* begin *

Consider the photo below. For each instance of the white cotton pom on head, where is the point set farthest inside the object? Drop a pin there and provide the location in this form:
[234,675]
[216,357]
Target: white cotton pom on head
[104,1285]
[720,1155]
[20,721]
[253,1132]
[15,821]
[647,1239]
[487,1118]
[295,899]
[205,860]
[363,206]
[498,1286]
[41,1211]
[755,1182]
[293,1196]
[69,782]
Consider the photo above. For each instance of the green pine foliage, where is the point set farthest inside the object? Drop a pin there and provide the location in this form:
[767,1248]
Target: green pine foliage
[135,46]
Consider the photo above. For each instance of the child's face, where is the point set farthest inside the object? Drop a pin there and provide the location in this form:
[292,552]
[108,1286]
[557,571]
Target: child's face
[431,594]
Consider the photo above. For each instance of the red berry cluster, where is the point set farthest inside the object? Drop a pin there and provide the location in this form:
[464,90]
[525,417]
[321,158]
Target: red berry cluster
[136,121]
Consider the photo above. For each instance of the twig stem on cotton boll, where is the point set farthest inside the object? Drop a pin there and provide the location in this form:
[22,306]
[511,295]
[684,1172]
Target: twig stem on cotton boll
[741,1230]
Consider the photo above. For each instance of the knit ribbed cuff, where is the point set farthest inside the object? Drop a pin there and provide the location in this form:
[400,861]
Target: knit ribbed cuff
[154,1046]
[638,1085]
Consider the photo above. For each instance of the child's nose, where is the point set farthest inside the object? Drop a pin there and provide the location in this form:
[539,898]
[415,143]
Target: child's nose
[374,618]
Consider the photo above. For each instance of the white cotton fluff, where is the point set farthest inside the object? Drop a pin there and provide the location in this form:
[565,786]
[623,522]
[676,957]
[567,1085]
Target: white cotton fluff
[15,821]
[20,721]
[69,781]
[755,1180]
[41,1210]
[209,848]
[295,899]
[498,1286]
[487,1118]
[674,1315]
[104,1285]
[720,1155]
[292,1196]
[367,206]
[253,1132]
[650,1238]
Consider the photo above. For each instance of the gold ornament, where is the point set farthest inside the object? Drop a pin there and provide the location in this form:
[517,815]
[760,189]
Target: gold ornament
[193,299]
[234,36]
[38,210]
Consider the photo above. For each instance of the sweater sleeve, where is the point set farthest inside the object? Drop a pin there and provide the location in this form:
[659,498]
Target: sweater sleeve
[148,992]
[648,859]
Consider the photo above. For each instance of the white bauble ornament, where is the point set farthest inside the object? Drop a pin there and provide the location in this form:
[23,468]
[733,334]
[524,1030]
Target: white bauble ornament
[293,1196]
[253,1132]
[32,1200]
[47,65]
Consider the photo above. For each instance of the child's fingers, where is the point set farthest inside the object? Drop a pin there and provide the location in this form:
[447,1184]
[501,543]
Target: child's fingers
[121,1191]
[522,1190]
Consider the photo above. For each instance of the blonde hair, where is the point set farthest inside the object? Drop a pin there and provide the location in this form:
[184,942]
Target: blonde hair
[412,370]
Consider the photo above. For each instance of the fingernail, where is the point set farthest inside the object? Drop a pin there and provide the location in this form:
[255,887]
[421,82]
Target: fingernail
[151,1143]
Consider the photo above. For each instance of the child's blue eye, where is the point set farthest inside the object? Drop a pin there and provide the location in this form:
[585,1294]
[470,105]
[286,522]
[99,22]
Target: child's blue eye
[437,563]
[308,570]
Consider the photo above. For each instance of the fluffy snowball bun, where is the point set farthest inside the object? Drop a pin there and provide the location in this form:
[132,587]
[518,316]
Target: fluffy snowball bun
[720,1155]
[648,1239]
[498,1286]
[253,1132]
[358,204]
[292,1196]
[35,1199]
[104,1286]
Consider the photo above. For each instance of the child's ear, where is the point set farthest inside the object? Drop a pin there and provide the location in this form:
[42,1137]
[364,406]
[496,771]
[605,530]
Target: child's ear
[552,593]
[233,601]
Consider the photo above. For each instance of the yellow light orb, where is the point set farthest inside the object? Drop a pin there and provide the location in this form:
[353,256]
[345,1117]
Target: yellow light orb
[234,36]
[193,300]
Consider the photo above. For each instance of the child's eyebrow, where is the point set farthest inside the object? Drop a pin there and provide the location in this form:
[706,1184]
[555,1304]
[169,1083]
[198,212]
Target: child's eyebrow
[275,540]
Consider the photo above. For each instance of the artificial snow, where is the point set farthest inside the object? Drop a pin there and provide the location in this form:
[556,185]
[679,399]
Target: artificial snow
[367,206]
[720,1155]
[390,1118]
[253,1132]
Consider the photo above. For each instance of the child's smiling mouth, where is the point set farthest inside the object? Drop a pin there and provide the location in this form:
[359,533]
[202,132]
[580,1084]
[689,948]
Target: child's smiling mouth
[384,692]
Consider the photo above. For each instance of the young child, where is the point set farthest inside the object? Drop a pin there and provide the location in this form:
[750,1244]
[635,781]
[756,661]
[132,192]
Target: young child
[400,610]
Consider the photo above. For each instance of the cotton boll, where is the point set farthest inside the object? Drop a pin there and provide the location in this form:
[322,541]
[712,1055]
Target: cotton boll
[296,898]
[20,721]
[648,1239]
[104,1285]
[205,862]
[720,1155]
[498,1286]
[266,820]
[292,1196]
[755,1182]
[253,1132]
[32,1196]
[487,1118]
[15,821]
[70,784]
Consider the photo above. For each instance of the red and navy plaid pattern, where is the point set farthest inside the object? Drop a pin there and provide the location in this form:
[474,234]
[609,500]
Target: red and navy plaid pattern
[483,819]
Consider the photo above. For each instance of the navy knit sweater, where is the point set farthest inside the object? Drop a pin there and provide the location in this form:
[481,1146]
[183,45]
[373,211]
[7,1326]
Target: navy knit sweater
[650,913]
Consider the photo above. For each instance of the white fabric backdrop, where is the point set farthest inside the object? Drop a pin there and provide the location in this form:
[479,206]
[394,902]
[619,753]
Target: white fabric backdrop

* end *

**EXERCISE BRIEF:**
Transcribe the data. Leave every line exactly as it is.

**THE ANSWER:**
Consider the photo below. For each instance of the white cotton pom on head, where is the point set farthest inside the object? Drop a pin there and provide the location in this form:
[234,675]
[216,357]
Target: white cotton pom on head
[104,1285]
[720,1155]
[20,721]
[253,1132]
[15,821]
[647,1239]
[487,1118]
[295,899]
[205,860]
[363,206]
[498,1286]
[41,1211]
[755,1182]
[293,1196]
[69,782]
Consider the photo above. For each instance of the green pine foliage, where is the point set farthest inside the object? Drop a pin there and provide the location in this form:
[767,1248]
Target: green pine foliage
[135,46]
Consider the photo above. For each instance of the child's face, where is the point set farthest inside the object? Drop a pin there and provide the location in this form:
[292,552]
[108,1286]
[557,571]
Target: child's face
[431,594]
Consider the photo above. For each instance of the red berry cluster, where is the point set farthest inside the object? Drop a pin there and provide the location in this form:
[464,90]
[525,417]
[321,158]
Target: red berry cluster
[136,121]
Consider the photo above. For each instance of the twig stem on cotton boll, where is the point set farthest inside the object? Drop a pin there and provide the location in this form:
[22,306]
[511,295]
[684,1172]
Target: twig stem on cotton boll
[741,1230]
Consider the photo above. For each instance of the knit ribbed cuff, where is the point set farthest inside the object? Drop a pin there and provide the location in this form:
[400,861]
Target: knit ribbed cuff
[154,1046]
[638,1085]
Consider the photo above. For each instance of the child's nose, where is the point set farthest inside the object? Drop a pin there and provide the location in this form:
[539,898]
[415,143]
Target: child's nose
[374,618]
Consider the photo above. For each instance of the white cotton fluff, where is the point set farthest inside the object? Drop a pin there and provide the location in this form:
[565,786]
[623,522]
[676,957]
[567,1085]
Target: white cotton fluff
[15,821]
[20,721]
[69,781]
[755,1180]
[41,1210]
[209,848]
[295,899]
[498,1286]
[487,1118]
[674,1315]
[104,1285]
[720,1155]
[292,1196]
[367,206]
[253,1132]
[650,1238]
Consider the photo above. For each instance of the gold ornament, where is the point set farthest inside the object? Drop a pin there and provide the location in this form:
[517,815]
[760,189]
Target: gold ornament
[193,299]
[234,36]
[38,210]
Consider the photo above. For each instance of the sweater sleeve, where is the point set farthest inside the object? Drop a pin there and provide the location in this form:
[659,498]
Target: sweater sleeve
[148,992]
[648,859]
Consider the photo above. For each instance of the white bauble ornament, where is the point set farthest inside the object? Drop a pin there and provide the location in this form:
[23,468]
[733,334]
[524,1030]
Target: white bauble ornament
[293,1196]
[253,1132]
[32,1200]
[47,65]
Consider the photo above. For each instance of the child's fingers, where is the point set farthest inside the object? Drop a pin there and provide the location in this form:
[447,1184]
[501,543]
Target: child's fingers
[121,1191]
[522,1190]
Consider the photo above. For each instance of the blonde hair, where is the point set farthest inside the object? Drop a pin there and provide the location in this form:
[184,942]
Target: blonde hair
[412,370]
Consider the photo above. For each instance of the fingernail, where is the point set farthest inside the object? Drop a pin there and provide the location in this form:
[255,887]
[421,82]
Target: fingernail
[151,1143]
Consider the photo above. For each instance of the child's blue eye, where is the point set farthest inside the object? Drop a pin there and provide the location in this form:
[585,1294]
[470,105]
[286,522]
[99,22]
Target: child's blue eye
[437,563]
[308,570]
Consider the photo above. For each instance of the fluffy snowball bun, where is the point set farthest inside the object? Drop a pin there and provide the location in this form:
[132,587]
[518,316]
Target: fluffy snowball bun
[720,1155]
[648,1239]
[498,1286]
[253,1132]
[358,204]
[292,1196]
[35,1199]
[104,1286]
Consider the photo above. For each instance of the child's ear, where is the point set farthest inside the object? Drop a pin there and provide the location in this form:
[42,1137]
[364,406]
[496,771]
[605,530]
Target: child's ear
[552,593]
[233,601]
Consider the photo above. For each instance of the yellow light orb, where is the point set farthest inside the object? Drop a pin there and provide the location in this form:
[353,256]
[345,1117]
Target: yellow light orb
[234,36]
[193,300]
Consider the photo above. For each instance of the child's eyebrow, where is the point set farthest inside the object? Drop a pin there and provide the location in this form:
[706,1184]
[555,1304]
[169,1083]
[198,212]
Target: child's eyebrow
[275,540]
Consider the photo above. For each instance of the artificial snow, where is the point set farthest inside the object? Drop a pin there and provide the location in this form:
[556,185]
[679,399]
Target: artificial snow
[367,206]
[720,1155]
[390,1118]
[253,1132]
Consider the photo above. For each instance of the child's smiling mouth, where is the point set farthest inside the object? Drop a pin there and provide the location in this form:
[359,533]
[202,132]
[580,1084]
[689,948]
Target: child's smiling mouth
[384,692]
Consider the photo above. For each instance of the young child, where is the point set farthest inside the object? Drop a pin there and provide the location in this form:
[750,1244]
[635,781]
[756,661]
[132,192]
Target: young child
[400,610]
Consider the photo above. For each instance of the cotton boll, where is the point set farthest inside the object? Drop a pin there and provide the location in this form:
[322,541]
[712,1055]
Target: cotton boll
[296,898]
[20,721]
[648,1239]
[104,1285]
[205,862]
[720,1155]
[498,1286]
[266,820]
[292,1196]
[755,1182]
[253,1132]
[32,1196]
[487,1118]
[15,821]
[70,784]
Consider the photo above. For each instance of the red and navy plaid pattern, where is the point set farthest inside the object? Drop a pin there and provide the location in this form:
[474,234]
[609,500]
Target: red and navy plaid pattern
[483,819]
Consider the photo above. For each instance of the navy knit sweater, where is the point set farthest inside the object? Drop a pin there and provide the location in this form:
[481,1146]
[183,45]
[373,211]
[7,1326]
Target: navy knit sweater
[650,913]
Consider the photo above. For each instance of the white fabric backdrop, where is the point set farthest inside the object? Drop a pin there and provide the location in this form:
[479,206]
[394,902]
[619,753]
Target: white fabric backdrop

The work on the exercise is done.